* Do this: Write the next part of the post on measuring system accuracy for fighter ratings, starting after its last sentence.

* Document extract:
· · ·

BTN: System Accuracy

Unlike my last few relationship I’m going to start this rant by being painfully honest. This rant contains math. There I said it, but now that we know, lets try to work through this together.

I’ve tried to provide examples and keep the math simple. If you have any questions please feel free to ask and I’ll attempt to explain further. Even for those that hate math I’d suggest trying to read through it a time or two.

With the disclaimer out of the way, lets move on. The point of this rant is to examine how best to measure and represent system accuracy. I’m going to go over three methods that have been suggested and show how the current system model on the site measures up. There will also be a brief(ish) discussion of what I perceive the pros and cons to be with each approach. Feedback here is much appreciated as I’d like this metric to be something people could quickly use to weigh one system against another.

Method 1: Heads I win, Tails you lose

The first approach is the most basic. It looks at every fight and measures how many fights the higher rated fighter won. It then divides that number by the total number of fights.

Example

Assume there were only 10 fights, and the higher rated fighter won 4 of them, then the result would be 40%. That is to say that the system was correct 40% of the time.

The good, the bad, and the ugly

PROS: One of the upsides of this approach is that the number is very easy to understand. It’s very easy for someone to look at past picks and understand they got 2 out 5 right. Another benefit is that this number is easily compared to other systems.

CONS: The biggest downside to this metric is that it deviates from the entire basis of the site. When talking about sports almost nothing is ever 100%. One of the major benefits of the site is that it is able to recognize that even though one fighter is rated higher that doesn’t guarantee victory or even proclaim vast superiority(such proclamations should be left to the fans and the fighter’s mom).

· · ·

* Point labeling data:

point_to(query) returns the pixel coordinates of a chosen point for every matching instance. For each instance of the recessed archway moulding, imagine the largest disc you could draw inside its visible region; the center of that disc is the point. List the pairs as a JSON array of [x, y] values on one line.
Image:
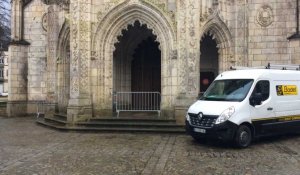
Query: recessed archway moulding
[[111, 26], [220, 32]]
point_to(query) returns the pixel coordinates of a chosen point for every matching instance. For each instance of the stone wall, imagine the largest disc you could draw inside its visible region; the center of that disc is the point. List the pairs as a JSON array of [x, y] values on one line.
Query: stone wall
[[35, 34]]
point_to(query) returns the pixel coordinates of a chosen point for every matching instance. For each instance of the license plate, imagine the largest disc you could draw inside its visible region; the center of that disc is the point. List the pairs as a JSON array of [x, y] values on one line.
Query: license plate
[[200, 130]]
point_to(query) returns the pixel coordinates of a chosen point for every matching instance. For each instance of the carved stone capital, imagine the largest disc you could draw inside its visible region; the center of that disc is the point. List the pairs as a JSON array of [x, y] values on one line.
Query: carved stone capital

· · ·

* Final answer:
Another potential drawback is that every single fight is counted.

Thoughts: Although I like the simplicity of the number and how portable it is, I don’t like how it fails to utilize the site’s expected win percentage model. Additionally, I think if an approach like this were to be used it might make sense to specify additional parameters(ex. minimum number of fights).

Site result: 65%

Method 2: Fighter history

The way this approach works is by going fighter by fighter looking at every fight they had past their sixth fight where their opponent also had at least six fights previously. For each of those fights I calculate their expected number of wins, and total their actual number of wins.

The absolute value of the difference between expected wins and actual wins is then accumulated across all fighters and this number is ultimately divided by the total number of fights.

Example

Lets look at a two fighter example to get a better idea of how this works:

Fighter A
Total fights = 2
Expected wins = 1
Actual wins = 1
Absolute difference = 0

Fighter B
Total fights = 4
Expected wins = 3
Actual wins = 2
Absolute difference = 1

In this case our total absolute difference is 1 and our total number of fights is 6. From here we can divide the total absolute difference by the total number fights to get a percentage of incorrect outcomes across all fights.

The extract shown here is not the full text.